List every job Zach Scott held to pay the bills before Major League Soccer, as given in the soccer salary article below.
____ TEXT SECTION
FILE - In this May 7, 2014, file photo, Seattle Sounders players, including defender Zach Scott, upper left, and forward Clint Dempsey, second from upper left, pose for the traditional team portrait before an MLS soccer match against FC Dallas in Seattle. As the MLS grows, there remains a significant economic gap among player salaries. Scott, who has started 67 MLS regular season games in his six seasons, has never made more than $52,500 per season, but Dempsey, who is also captain of the U.S. men's national team, made more than $6 million in guaranteed compensation in the 2014 season. (AP Photo/Ted S. Warren, file)

TUKWILA, Wash. - Before he was in Major League Soccer, Zach Scott worked in accounting, as a coach and as a substitute teacher to pay the bills while he played in pro soccer's lower division.

Scott now plays before crowds of more than 60,000 fans in Seattle with Sounders teammate Clint Dempsey, who made $6.7 million last year. Scott has started 67 games in six MLS seasons, yet he has never made more than $52,500 a year.

The gap between players like Scott and their superstar teammates is among the biggest in sports. The low minimum salary is one of the reasons MLS players may strike this season, which starts Friday.
________
____ RECORDS SHOWN
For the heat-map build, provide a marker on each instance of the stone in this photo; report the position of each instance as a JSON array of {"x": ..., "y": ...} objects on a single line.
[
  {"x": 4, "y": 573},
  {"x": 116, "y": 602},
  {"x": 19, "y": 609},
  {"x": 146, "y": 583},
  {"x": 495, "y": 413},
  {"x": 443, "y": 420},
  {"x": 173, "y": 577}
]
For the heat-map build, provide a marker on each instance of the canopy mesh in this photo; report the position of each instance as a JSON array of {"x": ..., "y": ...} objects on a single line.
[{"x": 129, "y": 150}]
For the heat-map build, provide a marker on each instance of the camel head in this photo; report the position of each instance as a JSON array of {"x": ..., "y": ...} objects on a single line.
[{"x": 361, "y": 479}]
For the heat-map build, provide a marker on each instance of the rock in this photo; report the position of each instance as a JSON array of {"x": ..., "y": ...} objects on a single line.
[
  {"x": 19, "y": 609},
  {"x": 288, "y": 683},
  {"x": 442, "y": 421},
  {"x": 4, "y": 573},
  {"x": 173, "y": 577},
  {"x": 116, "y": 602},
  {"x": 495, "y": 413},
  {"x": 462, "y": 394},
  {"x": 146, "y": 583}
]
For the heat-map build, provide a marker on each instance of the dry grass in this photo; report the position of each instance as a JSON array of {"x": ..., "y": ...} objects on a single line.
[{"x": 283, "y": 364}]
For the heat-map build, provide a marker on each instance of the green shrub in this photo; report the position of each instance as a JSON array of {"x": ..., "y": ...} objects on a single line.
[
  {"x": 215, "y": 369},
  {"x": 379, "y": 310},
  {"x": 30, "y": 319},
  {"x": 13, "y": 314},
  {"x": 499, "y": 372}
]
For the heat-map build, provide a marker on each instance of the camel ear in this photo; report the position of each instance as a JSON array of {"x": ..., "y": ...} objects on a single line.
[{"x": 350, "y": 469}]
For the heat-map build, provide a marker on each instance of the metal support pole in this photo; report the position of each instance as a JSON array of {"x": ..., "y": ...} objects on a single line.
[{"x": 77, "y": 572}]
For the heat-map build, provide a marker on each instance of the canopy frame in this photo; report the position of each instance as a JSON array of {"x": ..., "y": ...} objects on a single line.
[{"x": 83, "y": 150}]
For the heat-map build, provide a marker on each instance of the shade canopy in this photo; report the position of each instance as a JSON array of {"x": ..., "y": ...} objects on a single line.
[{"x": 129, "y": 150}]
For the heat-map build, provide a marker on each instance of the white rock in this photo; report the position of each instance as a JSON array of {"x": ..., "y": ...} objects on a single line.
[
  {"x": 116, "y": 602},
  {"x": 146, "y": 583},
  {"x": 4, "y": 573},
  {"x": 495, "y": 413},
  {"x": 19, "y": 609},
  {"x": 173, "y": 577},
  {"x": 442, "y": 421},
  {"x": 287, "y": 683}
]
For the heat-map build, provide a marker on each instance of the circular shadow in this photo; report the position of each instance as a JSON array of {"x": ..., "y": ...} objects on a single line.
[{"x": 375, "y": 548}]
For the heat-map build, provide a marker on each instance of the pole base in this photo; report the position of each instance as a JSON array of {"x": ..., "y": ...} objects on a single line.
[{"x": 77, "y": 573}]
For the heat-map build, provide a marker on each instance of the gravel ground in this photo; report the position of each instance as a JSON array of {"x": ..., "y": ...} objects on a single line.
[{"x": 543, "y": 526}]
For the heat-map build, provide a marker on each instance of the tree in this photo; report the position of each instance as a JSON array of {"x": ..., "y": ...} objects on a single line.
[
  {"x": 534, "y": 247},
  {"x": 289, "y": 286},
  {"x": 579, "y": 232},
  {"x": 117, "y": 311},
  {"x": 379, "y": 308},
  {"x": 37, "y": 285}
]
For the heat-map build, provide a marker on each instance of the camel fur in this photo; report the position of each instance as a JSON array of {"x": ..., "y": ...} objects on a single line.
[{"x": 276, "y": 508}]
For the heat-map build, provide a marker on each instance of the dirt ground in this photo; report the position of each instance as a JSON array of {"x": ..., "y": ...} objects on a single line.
________
_RESPONSE TO THE TASK_
- Accounting
- Coach
- Substitute teacher